◆ WHAT TO DO ◆
All lines below must be repeated exactly, with the pictures omitted.

◆ DATASET EXCERPTS ◆

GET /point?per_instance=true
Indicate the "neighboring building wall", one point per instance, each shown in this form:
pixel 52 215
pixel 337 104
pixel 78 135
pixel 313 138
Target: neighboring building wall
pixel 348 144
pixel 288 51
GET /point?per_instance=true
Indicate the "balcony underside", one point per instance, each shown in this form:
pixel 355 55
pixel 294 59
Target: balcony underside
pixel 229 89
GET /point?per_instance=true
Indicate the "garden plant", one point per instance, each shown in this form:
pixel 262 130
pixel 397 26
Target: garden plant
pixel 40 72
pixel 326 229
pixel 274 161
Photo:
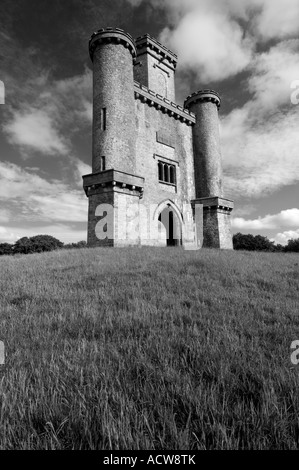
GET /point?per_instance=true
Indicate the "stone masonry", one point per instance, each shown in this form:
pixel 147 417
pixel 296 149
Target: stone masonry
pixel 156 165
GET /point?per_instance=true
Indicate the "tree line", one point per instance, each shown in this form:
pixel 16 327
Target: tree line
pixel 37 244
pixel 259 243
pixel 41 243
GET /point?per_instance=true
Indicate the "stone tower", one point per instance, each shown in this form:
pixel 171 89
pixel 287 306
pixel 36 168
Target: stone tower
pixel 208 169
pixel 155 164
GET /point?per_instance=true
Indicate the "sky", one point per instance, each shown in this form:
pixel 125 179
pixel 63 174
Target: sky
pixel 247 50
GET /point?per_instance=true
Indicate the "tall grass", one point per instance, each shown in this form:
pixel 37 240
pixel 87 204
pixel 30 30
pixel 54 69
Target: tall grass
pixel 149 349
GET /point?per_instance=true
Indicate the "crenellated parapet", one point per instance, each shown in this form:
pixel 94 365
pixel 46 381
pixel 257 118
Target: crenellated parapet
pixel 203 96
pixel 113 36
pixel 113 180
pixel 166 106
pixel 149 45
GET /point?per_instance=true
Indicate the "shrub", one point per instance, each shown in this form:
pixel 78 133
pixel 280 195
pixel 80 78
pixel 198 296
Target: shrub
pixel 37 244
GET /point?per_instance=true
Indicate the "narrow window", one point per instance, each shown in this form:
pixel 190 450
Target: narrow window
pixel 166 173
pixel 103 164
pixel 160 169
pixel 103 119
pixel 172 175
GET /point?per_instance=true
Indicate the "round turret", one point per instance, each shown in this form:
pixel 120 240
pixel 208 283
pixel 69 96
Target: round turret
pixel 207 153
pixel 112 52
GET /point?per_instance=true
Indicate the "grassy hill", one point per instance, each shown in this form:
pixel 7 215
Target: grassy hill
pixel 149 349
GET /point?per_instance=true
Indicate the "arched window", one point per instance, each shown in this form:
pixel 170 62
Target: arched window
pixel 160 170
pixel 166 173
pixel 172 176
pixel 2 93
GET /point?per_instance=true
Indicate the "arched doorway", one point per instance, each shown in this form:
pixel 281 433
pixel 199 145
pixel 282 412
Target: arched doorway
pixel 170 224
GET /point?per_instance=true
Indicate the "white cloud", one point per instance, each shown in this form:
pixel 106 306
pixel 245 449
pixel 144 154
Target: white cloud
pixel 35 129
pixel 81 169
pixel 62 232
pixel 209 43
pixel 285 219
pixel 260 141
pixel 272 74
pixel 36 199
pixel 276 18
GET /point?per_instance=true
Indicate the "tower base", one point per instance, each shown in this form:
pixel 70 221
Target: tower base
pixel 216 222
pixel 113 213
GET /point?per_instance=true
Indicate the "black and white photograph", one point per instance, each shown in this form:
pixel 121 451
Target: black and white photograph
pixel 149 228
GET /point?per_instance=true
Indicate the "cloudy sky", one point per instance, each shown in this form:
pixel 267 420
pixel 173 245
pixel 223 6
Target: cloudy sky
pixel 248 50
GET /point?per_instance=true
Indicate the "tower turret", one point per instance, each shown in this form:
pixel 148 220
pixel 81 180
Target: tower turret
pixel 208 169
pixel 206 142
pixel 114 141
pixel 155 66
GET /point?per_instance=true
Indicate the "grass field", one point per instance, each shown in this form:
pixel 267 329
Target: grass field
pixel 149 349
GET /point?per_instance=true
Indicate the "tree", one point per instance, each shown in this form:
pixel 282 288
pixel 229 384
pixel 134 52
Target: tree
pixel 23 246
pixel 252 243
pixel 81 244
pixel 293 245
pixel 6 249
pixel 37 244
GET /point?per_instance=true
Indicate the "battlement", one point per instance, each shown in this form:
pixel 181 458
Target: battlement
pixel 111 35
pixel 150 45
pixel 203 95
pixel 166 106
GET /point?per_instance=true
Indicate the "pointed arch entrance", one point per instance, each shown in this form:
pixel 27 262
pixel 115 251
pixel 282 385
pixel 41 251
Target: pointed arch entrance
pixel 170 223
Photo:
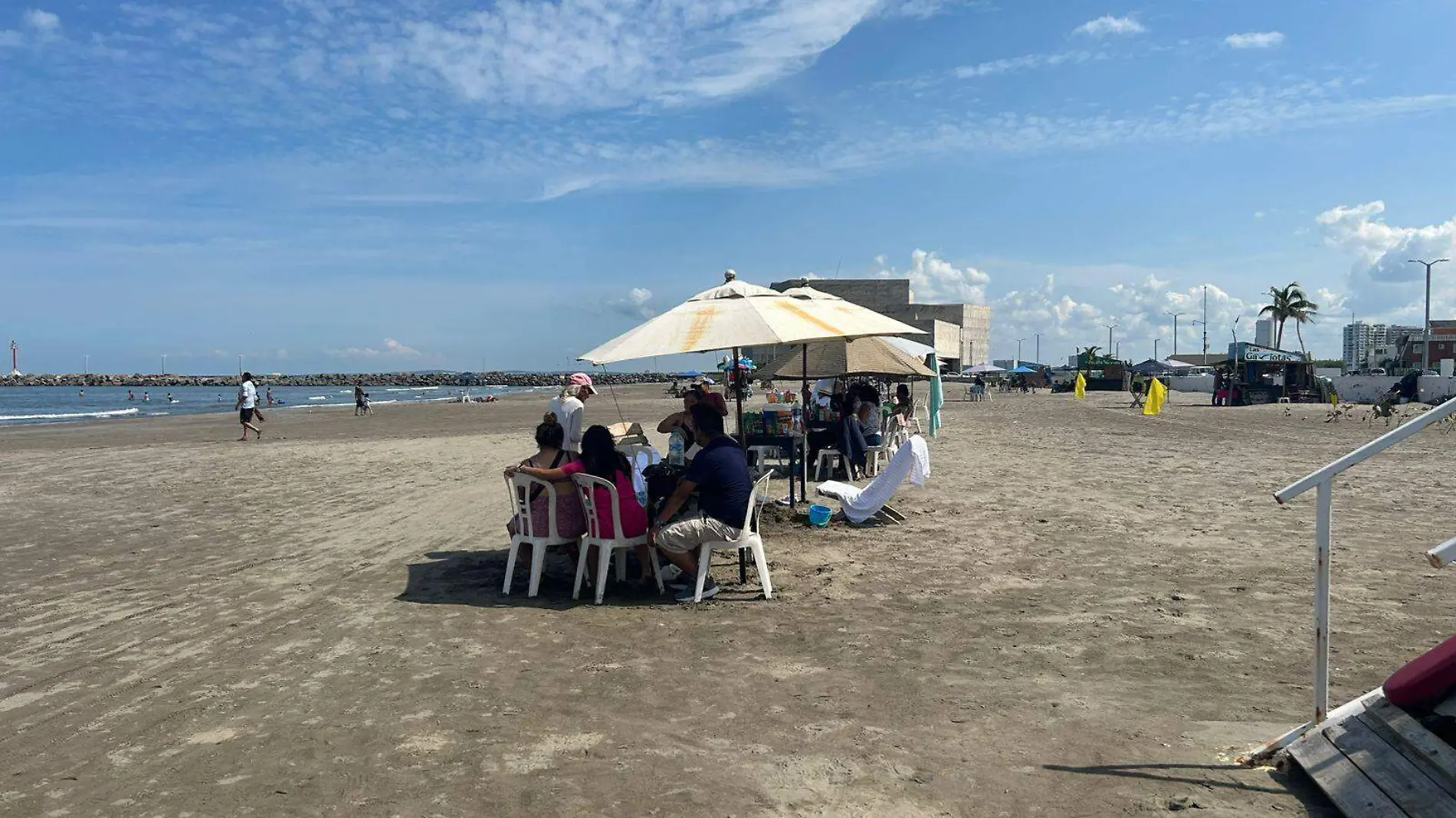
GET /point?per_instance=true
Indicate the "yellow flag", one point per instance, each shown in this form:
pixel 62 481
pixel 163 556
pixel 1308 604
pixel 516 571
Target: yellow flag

◆ TASK OUTPUT ◆
GET /point?per_instance=true
Indicate the "neighboring building wall", one point per instance, each shown in this form:
pixel 52 215
pixel 337 104
pixel 78 135
pixel 313 138
Target: neighboring building wall
pixel 348 144
pixel 288 51
GET /point?per_instance=true
Indicate the "balcony underside", one point per instance, each shown in this form:
pixel 355 55
pixel 294 59
Target: balcony underside
pixel 229 89
GET /point?per_instance=true
Indicate the "garden plant", one point per instance, each shown in this form:
pixel 262 130
pixel 397 26
Target: garden plant
pixel 40 72
pixel 326 229
pixel 274 161
Photo:
GET /point?per_instance=true
Indicate the "stone masonry", one point per instance, each shown in this form:
pixel 147 417
pixel 296 149
Target: stone masonry
pixel 156 165
GET /point?per_instance=true
Indicate the "tree line", one point per instance, each shown in this form:
pixel 16 327
Target: tree line
pixel 37 244
pixel 259 243
pixel 41 243
GET /point?per_instance=true
Indicate the "stone tower", one point per instance, each shown in this form:
pixel 171 89
pixel 287 306
pixel 36 168
Target: stone tower
pixel 208 169
pixel 155 164
GET /point?per_instance=true
Indicate the "sky", one point per instance, each shown in this form:
pixel 125 179
pixel 63 174
Target: sky
pixel 247 50
GET /point?per_instance=true
Indicate the "tall grass", one point per instance, each shown in this form:
pixel 37 240
pixel 87 204
pixel 30 30
pixel 54 69
Target: tall grass
pixel 149 349
GET /point?per_instance=true
Indicate the "crenellated parapet", one point per instance, each shown in this form:
pixel 94 365
pixel 46 381
pixel 257 118
Target: crenellated parapet
pixel 203 96
pixel 113 36
pixel 113 180
pixel 166 106
pixel 149 45
GET /point?per_instance=true
Indicate the "shrub", one point per instance, each shown in this form:
pixel 78 133
pixel 280 195
pixel 80 78
pixel 198 296
Target: shrub
pixel 37 244
GET /point?per_instance=true
Indicate the "narrow window", one point per instance, each shown in this form:
pixel 190 450
Target: narrow window
pixel 166 173
pixel 103 164
pixel 160 169
pixel 103 119
pixel 172 175
GET /point?per_instance=true
Indicate the "round turret", one point per instance, each shown in this form:
pixel 120 240
pixel 208 283
pixel 69 96
Target: round turret
pixel 207 153
pixel 112 52
GET /point?per_instance=true
Indicate the "grassy hill", one point per instance, each shown in this form:
pixel 7 215
Target: grassy hill
pixel 149 349
GET /point?per_instance=true
Indicate the "arched window", one point per instance, each shown in this form:
pixel 170 62
Target: arched window
pixel 160 170
pixel 166 173
pixel 172 176
pixel 2 93
GET /point?per_instance=true
Indicate the "arched doorway", one point per instance, each shown in this form:
pixel 281 433
pixel 199 145
pixel 282 412
Target: arched doorway
pixel 170 224
GET /point?per_instance=true
Indicate the "white cloud", one point per instance, each shown in this form:
pixel 106 306
pixel 245 449
pixel 144 154
Target: white cloud
pixel 35 129
pixel 81 169
pixel 62 232
pixel 209 43
pixel 285 219
pixel 260 141
pixel 272 74
pixel 36 199
pixel 276 18
GET /point?per_instance=true
Indicate the "tower base", one point per instance, each shown in this form:
pixel 70 221
Target: tower base
pixel 216 222
pixel 113 213
GET /point?per_instance=true
Indicate the "black and white photograph", one point per instance, each shown in this form:
pixel 121 451
Target: black and white photograph
pixel 149 228
GET /point?per_instance=true
Indicate the "cloudy sky", one point per instance, each shown in this form:
pixel 267 420
pixel 173 245
pixel 223 6
Target: cloudy sky
pixel 248 50
GET /point?per_instance=true
Indicate the "tower turret", one point per instance, each shown in this form:
pixel 148 220
pixel 81 180
Target: tower turret
pixel 208 169
pixel 206 142
pixel 114 141
pixel 155 66
GET /point?per_instance=true
Indicate the "grass field", one point per instance, each shown in this form:
pixel 267 329
Target: grass field
pixel 149 349
GET /point?per_instance=true
Indicate the "tree", one point per instance, each shown in this form:
pixel 282 288
pixel 229 384
pixel 134 52
Target: tree
pixel 23 246
pixel 252 243
pixel 81 244
pixel 293 245
pixel 6 249
pixel 37 244
GET /point?per_instance=true
Indicate the "battlement", one point per instance, each shown in this form:
pixel 181 458
Target: battlement
pixel 111 35
pixel 150 45
pixel 203 95
pixel 166 106
GET /point?per_instance=true
Indicate the "pointed arch entrance", one point per instance, each shown in this form:
pixel 27 262
pixel 115 251
pixel 282 385
pixel 41 251
Target: pointed arch entrance
pixel 170 223
Photo:
GET /point?per_instance=true
Indicate the "yellow flag", one point per instance, each shown in this form:
pixel 62 481
pixel 163 556
pixel 1308 604
pixel 516 571
Target: yellow flag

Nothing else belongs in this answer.